== REQUIRED WORK ==
The line containing "of the knitted" marks the start; return it and every line after it in the listing below, exactly, through the last.

>> START RECORDS TO USE

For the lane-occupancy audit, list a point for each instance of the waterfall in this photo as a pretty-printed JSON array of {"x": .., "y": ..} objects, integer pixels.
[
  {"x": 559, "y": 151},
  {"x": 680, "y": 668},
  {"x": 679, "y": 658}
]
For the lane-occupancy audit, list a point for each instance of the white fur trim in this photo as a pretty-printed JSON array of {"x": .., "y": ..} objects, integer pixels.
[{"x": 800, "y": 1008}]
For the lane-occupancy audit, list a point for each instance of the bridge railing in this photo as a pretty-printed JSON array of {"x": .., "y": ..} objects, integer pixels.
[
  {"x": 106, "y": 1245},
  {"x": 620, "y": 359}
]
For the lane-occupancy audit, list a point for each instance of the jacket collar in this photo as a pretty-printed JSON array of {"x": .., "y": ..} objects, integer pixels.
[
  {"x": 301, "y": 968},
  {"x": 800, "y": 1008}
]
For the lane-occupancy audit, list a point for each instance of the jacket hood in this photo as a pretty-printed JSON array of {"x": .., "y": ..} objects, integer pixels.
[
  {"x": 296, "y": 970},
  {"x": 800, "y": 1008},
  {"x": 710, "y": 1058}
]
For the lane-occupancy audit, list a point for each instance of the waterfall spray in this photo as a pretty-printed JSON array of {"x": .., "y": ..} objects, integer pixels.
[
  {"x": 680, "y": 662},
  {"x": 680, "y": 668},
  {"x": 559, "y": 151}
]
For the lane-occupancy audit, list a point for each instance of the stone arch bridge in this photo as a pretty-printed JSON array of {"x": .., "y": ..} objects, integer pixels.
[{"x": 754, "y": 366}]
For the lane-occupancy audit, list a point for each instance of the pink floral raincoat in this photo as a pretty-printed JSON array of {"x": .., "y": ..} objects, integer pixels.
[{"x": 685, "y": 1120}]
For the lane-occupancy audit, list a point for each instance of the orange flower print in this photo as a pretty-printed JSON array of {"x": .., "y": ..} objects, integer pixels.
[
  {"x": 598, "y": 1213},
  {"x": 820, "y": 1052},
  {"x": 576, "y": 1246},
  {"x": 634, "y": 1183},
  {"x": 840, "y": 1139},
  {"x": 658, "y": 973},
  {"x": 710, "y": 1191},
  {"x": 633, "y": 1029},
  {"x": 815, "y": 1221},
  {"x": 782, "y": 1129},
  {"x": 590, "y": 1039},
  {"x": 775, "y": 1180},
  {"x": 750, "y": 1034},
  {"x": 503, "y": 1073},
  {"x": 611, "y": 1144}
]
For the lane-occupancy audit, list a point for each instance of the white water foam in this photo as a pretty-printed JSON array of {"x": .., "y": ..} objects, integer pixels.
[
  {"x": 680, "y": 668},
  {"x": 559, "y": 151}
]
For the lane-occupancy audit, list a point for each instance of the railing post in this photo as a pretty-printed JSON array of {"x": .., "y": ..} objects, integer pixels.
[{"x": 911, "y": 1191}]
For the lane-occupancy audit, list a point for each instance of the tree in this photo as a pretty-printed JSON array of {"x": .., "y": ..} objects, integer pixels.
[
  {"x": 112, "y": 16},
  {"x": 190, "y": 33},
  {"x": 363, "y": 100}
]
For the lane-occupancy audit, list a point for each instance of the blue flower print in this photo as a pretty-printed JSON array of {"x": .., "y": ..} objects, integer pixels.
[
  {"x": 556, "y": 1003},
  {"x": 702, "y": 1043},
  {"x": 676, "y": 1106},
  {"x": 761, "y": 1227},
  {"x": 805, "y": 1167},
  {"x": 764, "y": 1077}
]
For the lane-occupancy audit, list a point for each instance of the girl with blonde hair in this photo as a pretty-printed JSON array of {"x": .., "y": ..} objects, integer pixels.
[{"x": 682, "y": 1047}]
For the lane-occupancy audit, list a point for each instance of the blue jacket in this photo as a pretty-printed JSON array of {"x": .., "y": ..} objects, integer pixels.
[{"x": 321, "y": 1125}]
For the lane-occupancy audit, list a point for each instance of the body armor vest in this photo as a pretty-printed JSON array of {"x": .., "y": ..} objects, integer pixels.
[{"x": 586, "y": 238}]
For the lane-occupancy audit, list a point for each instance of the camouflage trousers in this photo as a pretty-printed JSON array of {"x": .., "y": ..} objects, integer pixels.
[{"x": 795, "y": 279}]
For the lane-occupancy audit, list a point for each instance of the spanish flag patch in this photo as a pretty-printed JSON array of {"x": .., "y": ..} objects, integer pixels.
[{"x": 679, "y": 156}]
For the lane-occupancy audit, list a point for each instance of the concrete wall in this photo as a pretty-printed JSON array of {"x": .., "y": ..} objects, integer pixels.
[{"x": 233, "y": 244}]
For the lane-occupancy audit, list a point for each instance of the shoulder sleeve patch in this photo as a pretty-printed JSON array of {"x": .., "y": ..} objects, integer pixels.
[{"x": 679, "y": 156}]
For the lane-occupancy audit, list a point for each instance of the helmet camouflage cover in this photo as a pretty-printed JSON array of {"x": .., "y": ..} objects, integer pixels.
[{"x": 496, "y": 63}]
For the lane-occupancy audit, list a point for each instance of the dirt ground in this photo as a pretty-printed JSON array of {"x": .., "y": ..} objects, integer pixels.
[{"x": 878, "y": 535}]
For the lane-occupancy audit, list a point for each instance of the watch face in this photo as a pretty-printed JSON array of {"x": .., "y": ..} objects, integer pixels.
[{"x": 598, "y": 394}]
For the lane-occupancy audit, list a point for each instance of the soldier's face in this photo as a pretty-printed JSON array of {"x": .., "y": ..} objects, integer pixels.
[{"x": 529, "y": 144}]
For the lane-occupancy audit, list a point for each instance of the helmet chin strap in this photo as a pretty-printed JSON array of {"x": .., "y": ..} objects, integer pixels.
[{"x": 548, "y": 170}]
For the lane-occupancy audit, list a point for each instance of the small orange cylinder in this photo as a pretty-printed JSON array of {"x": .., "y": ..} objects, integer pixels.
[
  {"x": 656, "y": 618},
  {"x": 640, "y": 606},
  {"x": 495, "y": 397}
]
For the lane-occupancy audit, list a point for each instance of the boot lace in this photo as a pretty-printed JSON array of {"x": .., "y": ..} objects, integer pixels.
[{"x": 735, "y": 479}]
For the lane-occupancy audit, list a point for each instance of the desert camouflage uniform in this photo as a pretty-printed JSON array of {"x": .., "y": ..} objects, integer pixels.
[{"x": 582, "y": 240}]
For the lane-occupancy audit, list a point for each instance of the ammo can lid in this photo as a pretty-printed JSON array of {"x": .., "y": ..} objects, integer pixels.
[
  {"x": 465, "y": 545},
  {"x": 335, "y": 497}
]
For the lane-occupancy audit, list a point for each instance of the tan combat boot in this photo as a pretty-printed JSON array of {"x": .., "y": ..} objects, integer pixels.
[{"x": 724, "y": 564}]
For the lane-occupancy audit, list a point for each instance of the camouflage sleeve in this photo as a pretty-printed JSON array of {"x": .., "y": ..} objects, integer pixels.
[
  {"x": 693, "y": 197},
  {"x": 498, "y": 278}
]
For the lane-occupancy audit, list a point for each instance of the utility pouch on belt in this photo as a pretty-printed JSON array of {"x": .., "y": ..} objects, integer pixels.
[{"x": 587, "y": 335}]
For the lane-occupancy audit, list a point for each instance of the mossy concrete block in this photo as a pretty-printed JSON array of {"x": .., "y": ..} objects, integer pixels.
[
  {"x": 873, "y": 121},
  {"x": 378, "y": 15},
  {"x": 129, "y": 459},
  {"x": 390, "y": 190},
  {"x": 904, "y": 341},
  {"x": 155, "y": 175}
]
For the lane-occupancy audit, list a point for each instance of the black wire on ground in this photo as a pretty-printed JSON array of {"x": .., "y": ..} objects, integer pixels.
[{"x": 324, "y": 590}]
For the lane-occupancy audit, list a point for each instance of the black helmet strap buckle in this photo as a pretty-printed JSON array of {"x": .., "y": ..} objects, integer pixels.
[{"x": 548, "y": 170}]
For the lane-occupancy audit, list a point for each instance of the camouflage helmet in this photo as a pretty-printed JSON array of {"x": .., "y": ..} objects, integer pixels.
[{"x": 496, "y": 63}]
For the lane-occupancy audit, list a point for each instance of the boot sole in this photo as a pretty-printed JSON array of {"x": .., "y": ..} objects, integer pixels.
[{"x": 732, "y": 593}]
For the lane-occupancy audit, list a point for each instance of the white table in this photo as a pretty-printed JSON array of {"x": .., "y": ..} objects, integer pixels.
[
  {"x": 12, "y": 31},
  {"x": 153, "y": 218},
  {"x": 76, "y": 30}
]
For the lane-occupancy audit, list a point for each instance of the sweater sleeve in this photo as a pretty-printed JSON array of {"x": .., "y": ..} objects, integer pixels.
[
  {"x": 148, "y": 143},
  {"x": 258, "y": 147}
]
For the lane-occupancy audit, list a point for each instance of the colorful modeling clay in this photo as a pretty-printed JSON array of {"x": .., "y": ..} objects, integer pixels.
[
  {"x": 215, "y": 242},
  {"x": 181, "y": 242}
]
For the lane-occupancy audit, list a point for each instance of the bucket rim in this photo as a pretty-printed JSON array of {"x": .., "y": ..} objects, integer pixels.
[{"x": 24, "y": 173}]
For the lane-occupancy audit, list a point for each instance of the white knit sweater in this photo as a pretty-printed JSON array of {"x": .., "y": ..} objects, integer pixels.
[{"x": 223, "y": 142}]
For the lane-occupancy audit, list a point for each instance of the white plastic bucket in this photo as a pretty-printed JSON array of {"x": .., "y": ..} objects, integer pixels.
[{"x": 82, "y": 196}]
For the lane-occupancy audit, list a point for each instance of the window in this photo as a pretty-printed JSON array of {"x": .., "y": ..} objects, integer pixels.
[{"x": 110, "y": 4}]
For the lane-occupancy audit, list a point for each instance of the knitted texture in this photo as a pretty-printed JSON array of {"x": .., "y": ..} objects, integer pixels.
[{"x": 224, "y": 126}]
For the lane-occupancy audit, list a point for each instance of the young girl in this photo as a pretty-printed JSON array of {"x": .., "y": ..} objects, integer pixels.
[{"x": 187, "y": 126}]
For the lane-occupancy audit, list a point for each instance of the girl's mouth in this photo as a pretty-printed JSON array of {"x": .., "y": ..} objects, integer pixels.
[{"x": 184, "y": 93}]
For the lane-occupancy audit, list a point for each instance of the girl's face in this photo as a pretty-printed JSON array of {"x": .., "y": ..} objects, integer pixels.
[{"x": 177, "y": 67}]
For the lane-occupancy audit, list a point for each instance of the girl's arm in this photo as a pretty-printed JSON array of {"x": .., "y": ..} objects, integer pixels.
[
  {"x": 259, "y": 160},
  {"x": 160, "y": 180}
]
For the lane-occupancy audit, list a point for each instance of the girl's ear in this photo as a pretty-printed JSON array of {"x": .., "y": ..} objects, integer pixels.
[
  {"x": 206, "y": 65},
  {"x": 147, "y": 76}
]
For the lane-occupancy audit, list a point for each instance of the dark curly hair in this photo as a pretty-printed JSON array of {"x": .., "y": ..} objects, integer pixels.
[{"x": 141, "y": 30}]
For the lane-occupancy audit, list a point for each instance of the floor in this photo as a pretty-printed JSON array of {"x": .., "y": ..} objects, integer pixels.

>> END RECORDS TO USE

== REPLY TO THE EXERCISE ==
For the lane-occupancy audit, list a point for each instance of the knitted texture in this photo as a pretty-printed JSON array of {"x": .., "y": ..} objects, integer pixels.
[{"x": 224, "y": 126}]
For the lane-occupancy audit, list a point for each instance of the young girl in this photo as a pretty-printed JSON array of {"x": .., "y": ..} objects, integer pixels.
[{"x": 187, "y": 126}]
For the lane-occupancy audit, list a point for each instance of the girl's mouth in this photo as a pretty-printed JSON array of {"x": .., "y": ..} objects, integer pixels.
[{"x": 184, "y": 93}]
For the lane-occupancy audit, list a point for each instance of the girl's face in this photo as a pretty-printed JSON array of {"x": .., "y": ..} objects, integer pixels.
[{"x": 177, "y": 67}]
For the lane-occupancy audit, list a point for each instance of the girl's arm in this photo as a pretty-printed JSON array of {"x": .., "y": ..} objects, integer pixels.
[
  {"x": 259, "y": 160},
  {"x": 160, "y": 180}
]
For the lane-occupancy audit, list a point for each instance of the girl's ear in this photo as a pretty-printed JSON array of {"x": .., "y": ..} objects, integer pixels.
[
  {"x": 206, "y": 65},
  {"x": 147, "y": 76}
]
For the lane-occupancy audit, list a point for each instance of the dark curly hair in this photo as a pretty-printed JSON array of {"x": .., "y": ..} objects, integer pixels.
[{"x": 141, "y": 30}]
For the lane-occupancy audit, list a point for each instance of the floor in this photo as a pretty-printed JSON array of {"x": .., "y": ..} objects, integer pixels.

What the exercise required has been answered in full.